## Data
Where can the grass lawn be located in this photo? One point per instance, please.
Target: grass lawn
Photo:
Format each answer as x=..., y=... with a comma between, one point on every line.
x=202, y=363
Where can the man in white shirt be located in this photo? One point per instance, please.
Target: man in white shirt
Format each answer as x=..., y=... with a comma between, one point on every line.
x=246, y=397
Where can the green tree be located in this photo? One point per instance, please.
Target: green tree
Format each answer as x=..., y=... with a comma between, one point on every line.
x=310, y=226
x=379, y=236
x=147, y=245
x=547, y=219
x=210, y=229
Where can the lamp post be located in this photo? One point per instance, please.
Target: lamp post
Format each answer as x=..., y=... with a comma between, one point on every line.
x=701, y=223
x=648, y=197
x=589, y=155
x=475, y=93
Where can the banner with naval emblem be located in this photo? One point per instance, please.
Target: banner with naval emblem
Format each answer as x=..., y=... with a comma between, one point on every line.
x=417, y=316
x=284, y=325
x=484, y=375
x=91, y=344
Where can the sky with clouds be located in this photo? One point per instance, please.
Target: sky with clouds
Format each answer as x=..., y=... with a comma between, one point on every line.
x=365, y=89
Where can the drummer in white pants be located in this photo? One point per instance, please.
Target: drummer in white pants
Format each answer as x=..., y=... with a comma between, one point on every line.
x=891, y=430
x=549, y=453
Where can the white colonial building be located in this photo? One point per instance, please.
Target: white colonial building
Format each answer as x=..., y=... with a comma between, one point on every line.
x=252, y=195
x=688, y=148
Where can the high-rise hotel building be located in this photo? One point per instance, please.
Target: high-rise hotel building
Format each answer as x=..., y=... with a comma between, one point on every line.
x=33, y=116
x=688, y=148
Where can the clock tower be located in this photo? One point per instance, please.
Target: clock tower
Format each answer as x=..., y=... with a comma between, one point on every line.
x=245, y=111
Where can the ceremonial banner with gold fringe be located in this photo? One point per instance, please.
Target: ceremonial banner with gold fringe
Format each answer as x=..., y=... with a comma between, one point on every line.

## What the task requires
Rewrite all the entries above as a numbered list with one line per number, leaving out any blank lines.

## Written answer
1. Where can the grass lawn be located in this photo? One point per instance, please.
2. Target: grass lawn
3. Photo:
4. Format each answer as x=..., y=... with a comma between, one point on every line.
5. x=202, y=363
6. Where can the man in white shirt be located in this photo? One point per instance, please.
7. Target: man in white shirt
8. Format each answer as x=..., y=... with a comma between, one point on every line.
9. x=246, y=397
10. Where can the green tree be located in this photo? One point per instance, please.
11. Target: green tree
12. Format each answer as x=..., y=... with a comma between, one point on every line.
13. x=310, y=226
14. x=379, y=236
15. x=147, y=245
16. x=547, y=219
17. x=210, y=229
18. Where can the lamp post be located in this photo? One point per instance, please.
19. Target: lamp post
20. Format each answer as x=..., y=... with a comma between, one point on every line.
21. x=701, y=223
22. x=648, y=197
23. x=589, y=155
24. x=475, y=93
25. Where can the banner with naval emblem be located in this photo? One point per instance, please.
26. Target: banner with naval emblem
27. Format each answer as x=..., y=... with a comma between, one point on every line.
28. x=417, y=316
29. x=284, y=325
30. x=484, y=375
31. x=91, y=344
32. Where can the sky with clouds be located in this photo? One point per instance, please.
33. Target: sky with clouds
34. Format each answer as x=..., y=... with a comma between, one point on every line.
35. x=365, y=89
36. Where can the drummer in white pants be located in this photo? One point per instance, please.
37. Target: drummer in white pants
38. Format each answer as x=..., y=... with a comma between, one point on every line.
39. x=891, y=430
40. x=549, y=453
41. Where can the white colonial building be located in this photo? One point per instance, please.
42. Target: white colonial building
43. Format each answer as x=..., y=... with a comma between, one point on every line.
44. x=252, y=195
45. x=688, y=148
46. Where can the high-rise hotel building be located in this photo? One point per instance, please.
47. Target: high-rise hotel building
48. Format each answer as x=..., y=... with a comma between, one point on every line.
49. x=33, y=116
50. x=688, y=148
51. Where can the clock tower be located in this photo? One point per instance, please.
52. Target: clock tower
53. Format each answer as x=..., y=... with a comma between, one point on every line.
54. x=245, y=111
55. Where can the ceremonial banner with gold fringe be located in this photo? One point per instance, please.
56. Target: ceremonial banner with gold fringe
57. Format each answer as x=..., y=... with a comma between, one point on every line.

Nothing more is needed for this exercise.